--- Passage for review ---
*****

Black
Ensemble Theater's
newest production "Don't Make Me Over" honors the career of Dionne
Warwick with
style, energy, and enthusiasm in a hosted stage revue featuring a fabulous
on-stage band and a stalwart company of singers. While this musical production
is burdened at times with a book that tells rather than shows us Ms. Warwick's
story, the songs we wait for are many and familiar and we are not disappointed
when they come resoundingly forth.
Our
host Miss Divine (Jeniel M. Smith) is a character we can choose to see as a woman or a
genderless being in beautiful clothes guiding us along the musical journey of
Dionne Warwick. (The choice of a drag name such as Miss Divine is intriguing.)
We are provided biographic historical data entries (marriages, children,
significant years in a significant career) in a few scripted illustrative
exchanges involving Dionne (played by three singer actresses Paulette Bruce, Carrie, and Alexis J. Rogers), Dionne's sister Dee Dee (Marquecia
Jordan),
Dionne's mother Lee (Jacqui Thomas) and Dionne's aunt Cissy Houston (Toi Overton) and selected men involved in
Dionne's professional life (Shay Ames, Gemini, Dwight Neal, and Nikita Harris playing several roles). As noted above, these
conversations do not soar as great theatre but serve to provide transitions
between song sets.

*****

--- Recorded data ---
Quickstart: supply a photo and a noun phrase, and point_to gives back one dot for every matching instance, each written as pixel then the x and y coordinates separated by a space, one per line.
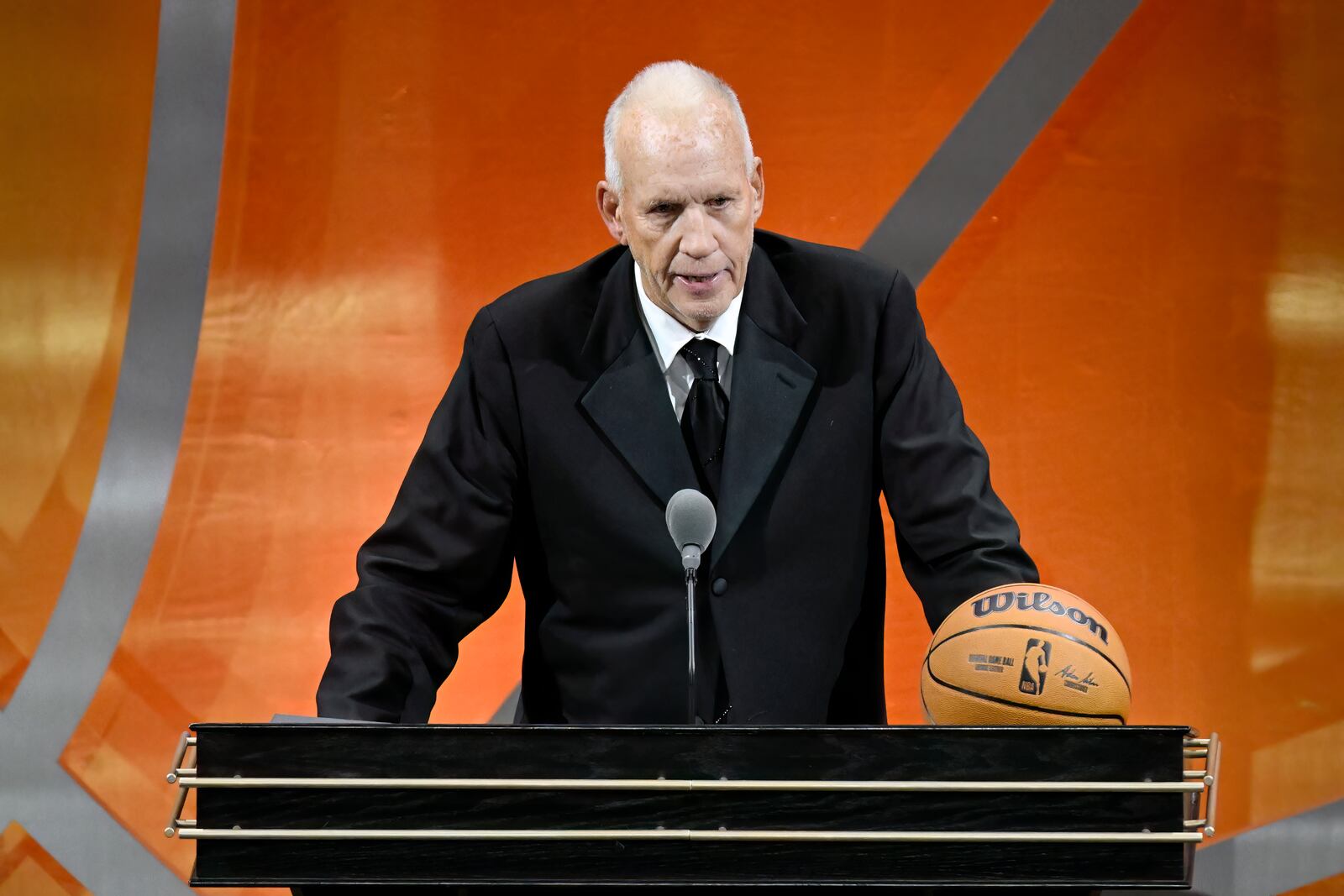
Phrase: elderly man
pixel 790 382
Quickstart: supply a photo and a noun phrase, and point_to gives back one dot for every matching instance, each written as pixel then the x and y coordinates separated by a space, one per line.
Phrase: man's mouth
pixel 699 284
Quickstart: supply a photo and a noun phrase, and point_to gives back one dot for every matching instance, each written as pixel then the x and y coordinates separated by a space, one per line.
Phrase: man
pixel 790 382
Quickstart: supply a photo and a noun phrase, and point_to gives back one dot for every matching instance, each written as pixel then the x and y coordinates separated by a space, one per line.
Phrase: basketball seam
pixel 1023 705
pixel 1062 634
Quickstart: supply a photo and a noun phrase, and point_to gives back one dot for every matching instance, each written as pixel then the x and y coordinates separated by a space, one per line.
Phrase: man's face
pixel 687 208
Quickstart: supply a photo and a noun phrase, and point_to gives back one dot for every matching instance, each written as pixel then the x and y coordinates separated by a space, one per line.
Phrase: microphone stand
pixel 691 560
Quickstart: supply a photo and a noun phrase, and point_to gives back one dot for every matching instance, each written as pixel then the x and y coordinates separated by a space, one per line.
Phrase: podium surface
pixel 927 806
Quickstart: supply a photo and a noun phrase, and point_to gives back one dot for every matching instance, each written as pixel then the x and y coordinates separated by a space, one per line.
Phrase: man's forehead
pixel 654 130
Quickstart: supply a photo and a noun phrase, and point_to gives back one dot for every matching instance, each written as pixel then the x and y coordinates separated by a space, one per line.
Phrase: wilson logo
pixel 1041 602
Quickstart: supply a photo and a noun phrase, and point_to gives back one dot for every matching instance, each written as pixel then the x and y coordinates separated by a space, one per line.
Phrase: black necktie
pixel 706 414
pixel 703 422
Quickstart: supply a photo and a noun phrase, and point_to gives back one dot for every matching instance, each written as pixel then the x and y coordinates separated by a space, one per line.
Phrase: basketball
pixel 1026 654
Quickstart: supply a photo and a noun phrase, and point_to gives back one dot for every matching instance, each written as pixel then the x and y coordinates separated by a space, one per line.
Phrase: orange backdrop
pixel 1144 320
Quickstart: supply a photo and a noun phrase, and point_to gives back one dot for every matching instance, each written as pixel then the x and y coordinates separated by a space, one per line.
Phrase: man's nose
pixel 696 234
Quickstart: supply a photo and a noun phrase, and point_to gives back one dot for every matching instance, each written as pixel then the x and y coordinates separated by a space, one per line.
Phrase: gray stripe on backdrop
pixel 1274 859
pixel 992 134
pixel 176 231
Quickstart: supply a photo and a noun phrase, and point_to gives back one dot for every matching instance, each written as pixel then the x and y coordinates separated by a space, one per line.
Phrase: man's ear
pixel 759 188
pixel 609 206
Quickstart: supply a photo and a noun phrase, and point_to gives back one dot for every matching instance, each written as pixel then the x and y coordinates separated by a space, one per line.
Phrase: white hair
pixel 671 85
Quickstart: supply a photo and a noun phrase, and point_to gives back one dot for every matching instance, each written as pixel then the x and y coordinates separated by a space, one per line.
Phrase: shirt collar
pixel 669 335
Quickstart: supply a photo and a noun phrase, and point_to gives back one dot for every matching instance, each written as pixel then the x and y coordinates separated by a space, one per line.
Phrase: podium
pixel 584 805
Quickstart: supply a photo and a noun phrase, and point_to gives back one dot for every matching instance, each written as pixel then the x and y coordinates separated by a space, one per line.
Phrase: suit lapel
pixel 628 401
pixel 770 389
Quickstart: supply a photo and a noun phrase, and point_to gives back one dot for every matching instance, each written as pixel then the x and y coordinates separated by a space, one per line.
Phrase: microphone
pixel 691 521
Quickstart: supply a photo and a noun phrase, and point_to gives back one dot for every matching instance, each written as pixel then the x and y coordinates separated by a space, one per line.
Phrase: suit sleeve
pixel 953 533
pixel 443 562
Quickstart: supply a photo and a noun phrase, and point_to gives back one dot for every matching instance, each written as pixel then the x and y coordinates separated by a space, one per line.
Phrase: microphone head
pixel 691 519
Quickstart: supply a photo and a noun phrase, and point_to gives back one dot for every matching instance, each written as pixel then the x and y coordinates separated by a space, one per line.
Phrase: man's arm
pixel 953 533
pixel 443 562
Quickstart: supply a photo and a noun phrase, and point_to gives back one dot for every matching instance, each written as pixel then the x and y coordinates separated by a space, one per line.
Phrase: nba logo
pixel 1035 667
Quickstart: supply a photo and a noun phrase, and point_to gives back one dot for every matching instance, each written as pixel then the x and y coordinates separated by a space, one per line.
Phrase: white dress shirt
pixel 669 335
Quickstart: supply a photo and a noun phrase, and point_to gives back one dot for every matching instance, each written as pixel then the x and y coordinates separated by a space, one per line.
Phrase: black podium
pixel 494 805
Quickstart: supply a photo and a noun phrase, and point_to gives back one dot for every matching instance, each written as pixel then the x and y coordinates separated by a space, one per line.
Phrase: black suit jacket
pixel 557 446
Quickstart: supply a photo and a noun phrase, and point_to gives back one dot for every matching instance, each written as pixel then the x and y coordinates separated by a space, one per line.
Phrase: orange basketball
pixel 1026 654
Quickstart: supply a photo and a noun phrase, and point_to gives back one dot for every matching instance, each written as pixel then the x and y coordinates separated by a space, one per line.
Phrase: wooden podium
pixel 931 806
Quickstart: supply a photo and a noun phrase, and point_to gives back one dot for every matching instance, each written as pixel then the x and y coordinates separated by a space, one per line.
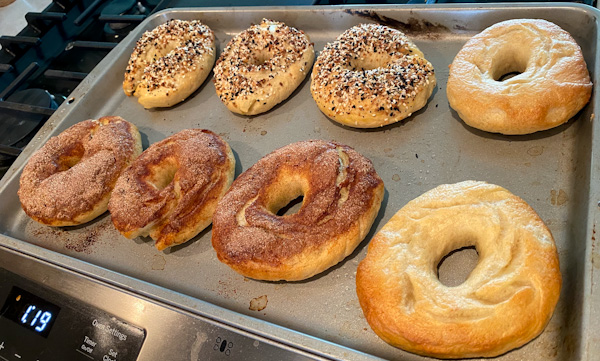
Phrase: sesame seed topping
pixel 371 65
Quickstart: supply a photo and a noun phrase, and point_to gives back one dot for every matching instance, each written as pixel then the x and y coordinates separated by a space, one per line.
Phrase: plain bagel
pixel 262 66
pixel 551 86
pixel 170 62
pixel 506 301
pixel 342 195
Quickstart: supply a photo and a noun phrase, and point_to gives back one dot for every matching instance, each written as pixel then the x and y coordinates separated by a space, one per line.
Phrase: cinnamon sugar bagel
pixel 551 86
pixel 262 66
pixel 170 192
pixel 371 76
pixel 70 179
pixel 169 63
pixel 506 301
pixel 342 195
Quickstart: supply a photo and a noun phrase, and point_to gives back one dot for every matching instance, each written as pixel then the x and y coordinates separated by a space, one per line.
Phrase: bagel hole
pixel 367 63
pixel 286 199
pixel 68 163
pixel 260 58
pixel 508 75
pixel 455 267
pixel 509 65
pixel 164 177
pixel 291 208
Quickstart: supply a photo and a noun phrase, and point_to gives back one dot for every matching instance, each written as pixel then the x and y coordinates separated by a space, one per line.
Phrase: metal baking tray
pixel 556 171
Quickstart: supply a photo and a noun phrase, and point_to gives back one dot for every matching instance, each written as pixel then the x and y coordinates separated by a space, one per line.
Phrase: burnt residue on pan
pixel 413 26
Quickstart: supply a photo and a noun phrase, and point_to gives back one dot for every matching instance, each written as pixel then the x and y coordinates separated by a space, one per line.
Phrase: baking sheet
pixel 555 171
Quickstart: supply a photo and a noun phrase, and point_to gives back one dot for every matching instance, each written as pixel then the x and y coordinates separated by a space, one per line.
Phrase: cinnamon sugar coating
pixel 170 192
pixel 371 76
pixel 69 180
pixel 342 195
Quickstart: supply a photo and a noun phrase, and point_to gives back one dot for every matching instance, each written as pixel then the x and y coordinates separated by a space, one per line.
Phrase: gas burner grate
pixel 52 55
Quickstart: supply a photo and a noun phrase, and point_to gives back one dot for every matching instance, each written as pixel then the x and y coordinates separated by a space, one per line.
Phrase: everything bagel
pixel 371 76
pixel 262 66
pixel 169 63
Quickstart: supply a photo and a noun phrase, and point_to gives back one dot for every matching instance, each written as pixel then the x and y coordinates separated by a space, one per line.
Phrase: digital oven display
pixel 30 311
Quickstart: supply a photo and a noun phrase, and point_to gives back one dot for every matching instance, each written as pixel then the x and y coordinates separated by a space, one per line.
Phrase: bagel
pixel 262 66
pixel 341 193
pixel 170 192
pixel 506 301
pixel 69 180
pixel 552 84
pixel 169 63
pixel 371 76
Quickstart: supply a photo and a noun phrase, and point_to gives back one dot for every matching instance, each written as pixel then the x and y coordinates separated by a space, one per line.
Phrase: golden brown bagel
pixel 262 66
pixel 342 195
pixel 506 301
pixel 169 63
pixel 371 76
pixel 170 192
pixel 553 83
pixel 70 179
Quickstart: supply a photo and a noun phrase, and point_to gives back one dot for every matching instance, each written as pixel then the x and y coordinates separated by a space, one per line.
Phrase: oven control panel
pixel 37 324
pixel 49 312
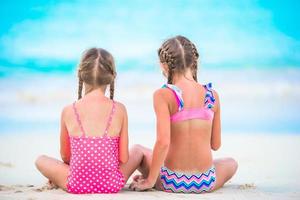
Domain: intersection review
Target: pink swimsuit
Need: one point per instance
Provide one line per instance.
(204, 112)
(94, 164)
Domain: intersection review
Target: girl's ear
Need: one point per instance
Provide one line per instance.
(164, 68)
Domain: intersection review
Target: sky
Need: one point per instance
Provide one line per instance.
(51, 35)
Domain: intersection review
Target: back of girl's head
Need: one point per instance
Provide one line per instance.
(180, 54)
(96, 68)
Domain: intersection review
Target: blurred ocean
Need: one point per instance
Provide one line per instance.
(251, 57)
(253, 100)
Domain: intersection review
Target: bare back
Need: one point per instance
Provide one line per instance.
(190, 140)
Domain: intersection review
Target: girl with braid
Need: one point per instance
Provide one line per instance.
(188, 128)
(94, 134)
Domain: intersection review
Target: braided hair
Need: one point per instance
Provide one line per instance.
(179, 53)
(97, 68)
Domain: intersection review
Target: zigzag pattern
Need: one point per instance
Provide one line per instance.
(177, 182)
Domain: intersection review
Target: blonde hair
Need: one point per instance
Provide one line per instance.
(96, 68)
(179, 53)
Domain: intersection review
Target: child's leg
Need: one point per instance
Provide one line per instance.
(139, 158)
(225, 169)
(55, 170)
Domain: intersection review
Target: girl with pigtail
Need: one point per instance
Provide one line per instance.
(188, 128)
(94, 134)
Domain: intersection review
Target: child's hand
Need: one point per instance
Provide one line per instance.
(140, 184)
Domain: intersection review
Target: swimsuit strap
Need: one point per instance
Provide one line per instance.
(110, 118)
(78, 119)
(209, 100)
(177, 93)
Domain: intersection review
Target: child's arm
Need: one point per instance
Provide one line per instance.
(162, 137)
(216, 127)
(65, 151)
(124, 154)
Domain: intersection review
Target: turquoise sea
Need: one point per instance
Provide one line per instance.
(251, 57)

*****

--- What you will do ---
Answer from the theater review:
(a) Which theater company staged "Don't Make Me Over"?
(b) Who plays the host, Miss Divine?
(c) Which performer plays Dionne's aunt Cissy Houston?

--- Exercise solution ---
(a) Black Ensemble Theater
(b) Jeniel M. Smith
(c) Toi Overton